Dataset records
________

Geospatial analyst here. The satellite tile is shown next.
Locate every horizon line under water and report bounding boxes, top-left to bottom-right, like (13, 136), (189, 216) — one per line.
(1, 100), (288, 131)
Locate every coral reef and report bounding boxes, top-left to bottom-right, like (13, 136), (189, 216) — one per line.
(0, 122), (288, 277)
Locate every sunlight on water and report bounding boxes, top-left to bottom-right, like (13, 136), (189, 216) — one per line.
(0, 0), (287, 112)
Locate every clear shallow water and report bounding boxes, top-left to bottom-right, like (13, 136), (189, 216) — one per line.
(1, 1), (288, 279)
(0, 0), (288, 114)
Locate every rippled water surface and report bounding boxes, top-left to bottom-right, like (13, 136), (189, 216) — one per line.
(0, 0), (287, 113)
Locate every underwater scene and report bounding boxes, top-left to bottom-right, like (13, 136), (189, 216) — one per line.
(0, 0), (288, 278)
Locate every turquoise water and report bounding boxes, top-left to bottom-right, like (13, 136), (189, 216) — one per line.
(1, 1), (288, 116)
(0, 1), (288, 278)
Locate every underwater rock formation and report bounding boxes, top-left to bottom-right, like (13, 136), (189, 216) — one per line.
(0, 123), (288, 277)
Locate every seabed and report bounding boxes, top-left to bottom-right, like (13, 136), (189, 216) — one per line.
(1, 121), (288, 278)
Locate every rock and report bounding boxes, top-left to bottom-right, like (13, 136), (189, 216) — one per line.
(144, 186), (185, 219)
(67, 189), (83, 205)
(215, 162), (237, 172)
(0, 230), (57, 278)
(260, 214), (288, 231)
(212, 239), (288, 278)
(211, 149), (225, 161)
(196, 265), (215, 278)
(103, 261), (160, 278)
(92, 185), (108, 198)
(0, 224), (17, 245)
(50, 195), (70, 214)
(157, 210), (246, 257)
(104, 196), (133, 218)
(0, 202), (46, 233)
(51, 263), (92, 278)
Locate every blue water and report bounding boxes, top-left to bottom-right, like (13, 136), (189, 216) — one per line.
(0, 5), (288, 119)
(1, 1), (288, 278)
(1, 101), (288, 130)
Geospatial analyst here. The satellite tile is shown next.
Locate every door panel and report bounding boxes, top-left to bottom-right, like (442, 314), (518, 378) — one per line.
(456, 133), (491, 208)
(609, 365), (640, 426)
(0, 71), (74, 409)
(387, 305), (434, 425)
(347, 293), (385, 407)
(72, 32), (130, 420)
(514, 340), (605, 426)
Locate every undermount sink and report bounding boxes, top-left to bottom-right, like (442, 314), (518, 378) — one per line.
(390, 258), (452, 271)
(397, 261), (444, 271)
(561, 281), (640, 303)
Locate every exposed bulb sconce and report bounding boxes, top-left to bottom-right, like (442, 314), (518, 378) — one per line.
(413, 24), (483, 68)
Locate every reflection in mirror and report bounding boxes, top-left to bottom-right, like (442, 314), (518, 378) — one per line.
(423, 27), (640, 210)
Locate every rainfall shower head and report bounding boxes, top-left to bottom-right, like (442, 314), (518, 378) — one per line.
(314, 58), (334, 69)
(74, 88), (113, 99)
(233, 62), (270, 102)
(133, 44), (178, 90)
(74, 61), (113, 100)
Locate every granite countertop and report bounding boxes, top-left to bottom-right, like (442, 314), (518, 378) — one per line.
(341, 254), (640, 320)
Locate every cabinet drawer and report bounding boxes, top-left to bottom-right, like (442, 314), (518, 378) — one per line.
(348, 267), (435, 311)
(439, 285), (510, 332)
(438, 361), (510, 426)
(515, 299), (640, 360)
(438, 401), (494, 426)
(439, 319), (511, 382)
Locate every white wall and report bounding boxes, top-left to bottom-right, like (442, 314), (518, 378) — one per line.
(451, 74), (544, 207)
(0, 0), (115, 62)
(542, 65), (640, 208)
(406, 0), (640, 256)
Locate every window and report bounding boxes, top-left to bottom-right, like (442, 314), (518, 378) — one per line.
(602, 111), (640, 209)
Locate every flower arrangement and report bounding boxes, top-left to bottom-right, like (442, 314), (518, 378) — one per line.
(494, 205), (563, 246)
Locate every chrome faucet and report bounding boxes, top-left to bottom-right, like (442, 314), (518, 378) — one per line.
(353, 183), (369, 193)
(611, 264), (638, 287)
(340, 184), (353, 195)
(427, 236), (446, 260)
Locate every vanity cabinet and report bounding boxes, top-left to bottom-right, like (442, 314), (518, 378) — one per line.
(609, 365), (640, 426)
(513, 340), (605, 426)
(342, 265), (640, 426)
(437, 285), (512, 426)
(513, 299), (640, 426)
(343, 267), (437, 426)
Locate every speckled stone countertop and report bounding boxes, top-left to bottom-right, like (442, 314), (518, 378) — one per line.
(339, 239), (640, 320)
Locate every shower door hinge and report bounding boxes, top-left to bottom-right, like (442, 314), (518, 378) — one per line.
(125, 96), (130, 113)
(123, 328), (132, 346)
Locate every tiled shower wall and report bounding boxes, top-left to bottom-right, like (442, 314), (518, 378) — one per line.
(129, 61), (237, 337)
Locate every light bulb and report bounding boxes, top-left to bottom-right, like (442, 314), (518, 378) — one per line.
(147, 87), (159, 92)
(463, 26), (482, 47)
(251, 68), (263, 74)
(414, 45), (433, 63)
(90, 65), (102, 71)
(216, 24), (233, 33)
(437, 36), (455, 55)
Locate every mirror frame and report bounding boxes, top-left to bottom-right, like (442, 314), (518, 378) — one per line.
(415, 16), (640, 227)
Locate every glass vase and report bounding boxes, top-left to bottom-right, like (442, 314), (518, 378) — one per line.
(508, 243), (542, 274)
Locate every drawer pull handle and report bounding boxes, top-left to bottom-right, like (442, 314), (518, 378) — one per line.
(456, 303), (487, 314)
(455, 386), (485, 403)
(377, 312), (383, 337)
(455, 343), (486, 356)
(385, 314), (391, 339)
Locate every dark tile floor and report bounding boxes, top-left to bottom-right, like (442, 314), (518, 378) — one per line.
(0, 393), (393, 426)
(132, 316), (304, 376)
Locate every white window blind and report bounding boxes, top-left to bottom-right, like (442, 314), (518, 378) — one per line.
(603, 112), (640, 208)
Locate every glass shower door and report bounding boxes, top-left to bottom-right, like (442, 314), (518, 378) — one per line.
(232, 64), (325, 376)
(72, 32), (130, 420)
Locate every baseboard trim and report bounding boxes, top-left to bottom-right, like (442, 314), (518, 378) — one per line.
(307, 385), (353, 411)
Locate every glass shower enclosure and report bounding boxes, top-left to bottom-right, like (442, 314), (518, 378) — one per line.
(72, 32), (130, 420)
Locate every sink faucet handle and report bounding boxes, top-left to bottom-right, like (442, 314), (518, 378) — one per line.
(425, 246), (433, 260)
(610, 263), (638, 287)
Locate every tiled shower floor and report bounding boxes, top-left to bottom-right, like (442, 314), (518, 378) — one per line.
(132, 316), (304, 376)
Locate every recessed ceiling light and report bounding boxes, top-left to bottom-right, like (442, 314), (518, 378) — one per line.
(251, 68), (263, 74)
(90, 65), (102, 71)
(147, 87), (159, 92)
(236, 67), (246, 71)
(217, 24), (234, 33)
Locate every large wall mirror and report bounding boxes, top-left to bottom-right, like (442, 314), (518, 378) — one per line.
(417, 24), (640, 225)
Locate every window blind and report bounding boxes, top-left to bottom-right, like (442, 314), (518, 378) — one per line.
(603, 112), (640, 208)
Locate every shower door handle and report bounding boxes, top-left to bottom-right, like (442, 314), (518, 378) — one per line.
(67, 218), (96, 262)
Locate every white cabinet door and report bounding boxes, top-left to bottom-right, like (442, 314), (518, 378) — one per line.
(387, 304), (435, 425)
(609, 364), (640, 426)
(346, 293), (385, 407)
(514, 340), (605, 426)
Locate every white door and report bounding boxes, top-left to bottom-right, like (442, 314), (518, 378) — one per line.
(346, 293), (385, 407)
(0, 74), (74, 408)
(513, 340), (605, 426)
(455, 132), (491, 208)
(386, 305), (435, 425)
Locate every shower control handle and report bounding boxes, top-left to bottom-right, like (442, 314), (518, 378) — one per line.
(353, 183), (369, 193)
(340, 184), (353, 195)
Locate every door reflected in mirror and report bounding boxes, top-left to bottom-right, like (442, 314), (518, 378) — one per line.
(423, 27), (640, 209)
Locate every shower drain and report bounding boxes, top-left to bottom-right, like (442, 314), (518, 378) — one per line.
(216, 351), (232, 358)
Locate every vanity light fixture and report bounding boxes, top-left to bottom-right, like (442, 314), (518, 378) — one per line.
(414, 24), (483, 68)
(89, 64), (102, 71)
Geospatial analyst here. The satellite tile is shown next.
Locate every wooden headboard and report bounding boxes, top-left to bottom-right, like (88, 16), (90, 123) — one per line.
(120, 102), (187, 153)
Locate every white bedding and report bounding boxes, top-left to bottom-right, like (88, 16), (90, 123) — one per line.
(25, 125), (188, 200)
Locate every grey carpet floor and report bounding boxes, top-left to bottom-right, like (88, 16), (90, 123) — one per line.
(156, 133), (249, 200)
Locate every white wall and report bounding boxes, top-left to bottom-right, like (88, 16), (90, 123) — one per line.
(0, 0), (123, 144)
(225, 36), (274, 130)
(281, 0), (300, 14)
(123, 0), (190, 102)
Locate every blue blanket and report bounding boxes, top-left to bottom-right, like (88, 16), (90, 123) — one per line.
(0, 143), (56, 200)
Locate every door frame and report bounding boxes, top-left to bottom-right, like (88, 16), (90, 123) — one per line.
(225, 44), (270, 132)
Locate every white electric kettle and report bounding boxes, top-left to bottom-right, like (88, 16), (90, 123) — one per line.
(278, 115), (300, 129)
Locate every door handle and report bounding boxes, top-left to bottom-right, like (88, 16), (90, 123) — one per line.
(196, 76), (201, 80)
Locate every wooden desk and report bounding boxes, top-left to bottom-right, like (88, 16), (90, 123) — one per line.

________

Assignment
An exact copy of the lines from the one containing "Locate every door handle" through the end of the entries is required, and nothing beyond them.

Problem solution
Locate every door handle and report bounding boxes, top-left to bottom-right, like (88, 16), (90, 123) — one per line.
(196, 76), (201, 80)
Locate every wooden desk and report bounding boxes, top-left to bottom-right, like (88, 16), (90, 123) — one per line.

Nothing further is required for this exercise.